= Source text =

=== Begin Enclosure ===

Thursday, February 4, 2010

Hot Smoke

I watched a mental hygiene movie aimed at Marines. In Cover Me, it looked like a chaplain working his way down the ranks as he took both hands of each Marine in his, saying, "you're gonna make it." With ceremoniously crossed arms, he gripped their hands firmly, offering words of encouragement. It was apparent that his moves were well-rehearsed. Looking them in the eye, giving it all he had by way of religious witchcraft, he cast his spell of faith, hope and apple pie. The chaplain did his best to put the military hocus-pocus on gullible youth. Those poor boys swallowed it hook, line and sinker. Then marched off to war.

Vietnam all over again, yes? You should read the freak postings of that faceless, nick-named nurse on one of the medical forums. He/she goes on about the field medicine practice opportunities in the blood-bath of Afghanistan. Oh how sweet it is to get the chance to saw somebody's leg off, right? Their stuff reads like a scene from Fangoria. Screw the Hippocratic Oath, let's just compare horror stories. The giddy, o'-so-delightful listings of goodies from the war zone include tales of battle wounds, exotic infections and other "fascinating accounts" of blood and guts.

I don't think these people are Angels in Green. They won't list their real names. I file them in the genre of the emergency medical technician who couldn't wait for his next ambulance ride so he could take Polaroids of the dead people from high-speed car crashes. Then trade them like baseball cards with his paramedic pals later in the snack room.

This long war, like Vietnam, is attracting vultures, ghouls, morgue freaks, opportunists and "dee-fence" contractors who are making a killing off of killing. In the mean time, Stateside, you have suicidal recruiters who are tired of telling lies and blowing hot smoke at high school boys.

There are legions of "professions" skimming more than their share off the war machine. The medical mania looks like a swarm of cat-eyed reef sharks tearing into fresh meat. They can't get there fast enough to rip off their piece of the action -- so they can brag about it. I just wanna slap them down. They shall never stand shoulder-to-shoulder with the Navy corpsmen I have known. Never.

I have felt the jagged fingers of Lewis Puller, Jr., as he shook my hand from a wheelchair. He was an advising lawyer on the General's Staff back then. When he wheeled out from behind his desk, I was shocked. He was missing both legs from the hip. The Marines in his Platoon told me that Puller stepped on a booby-trapped Howitzer shell. It was from these Marines that I learned the value of a corpsman. And the value of a man who is thrust into war on a half-asst whim. Sent back a fragment. And is expected to get on with his life. Puller gave it a shot. Gave it all he had. Then he shot himself. (photo from the handsome Webmaster @,

It is heartbreaking to see how many psychologists, behavioural scientists, grief counselors and psychiatrists are cashing-in on analyzing the suffering of America's fighting man. They matter-of-factly lecture their crafts and regurgitate what they have been taught in their fancy schools about aggression and fear hormones. They have teased apart the brains of lab rats with tantamount clinical detachment to be sure.

=== End Enclosure ===

= Provided material =
=== Begin Enclosure ===

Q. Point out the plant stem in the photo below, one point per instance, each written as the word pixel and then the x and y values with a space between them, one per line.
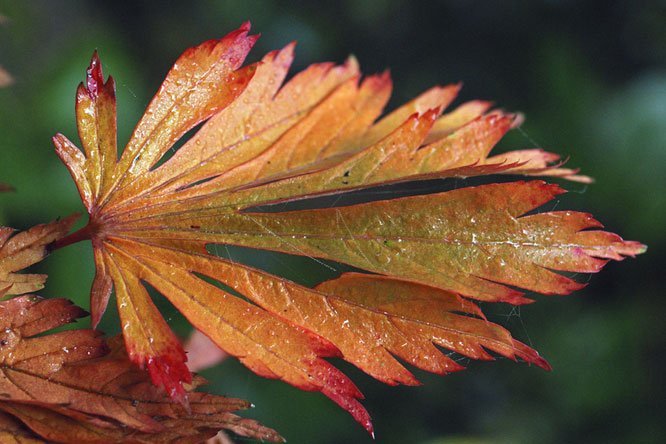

=== End Enclosure ===

= What you need to do =
Write the next portion of the "Hot Smoke" blog post on those who profit from war, beginning after its last sentence. The data was drawn from a different source than the text above it.

= Solved problem =
Taking the cake is one Ph.D. of Psychology and Research. Luxuriating in her pearlescent eye-shadow, she calmly describes the horror of combat for today's sacrificial lambs who are taught to think of themselves as wolves. What qualifies her to talk about such things? The Red Badge of Courage? As she smiles, basking in the focus of her videographer, they cut to scenes of a wounded Marine writhing on a helicopter litter as he is being med-evac'ed. With another lipstick smile she says, "You can't control what your body does during a traumatic or stressful event." Duh. No kidding. And what of those might she have known?

Then another brilliant comment from yet another cosmetically-assisted Dr. of Psychology, "It's okay if you're not okay." The Sgt. Major of the Marine Corps had this to say, "Get them help -- so we can get them back in the fight."

They wrap up this pep-talk with a corny song (Calling All Angels) and a quote from Rudyard Kipling, "The strength of the wolf is in the pack. And the strength of the pack is in the wolf." After watching the "film" you can send your comments to Director/Producer Norman Lloyd.

Clearly they are worried about another case of "maxed-out and pist-off." Traumatic stress is hard on the body and the spirit who is jailed for a term within. Pop some corn and gather 'round for this sure-fire Oscar pick.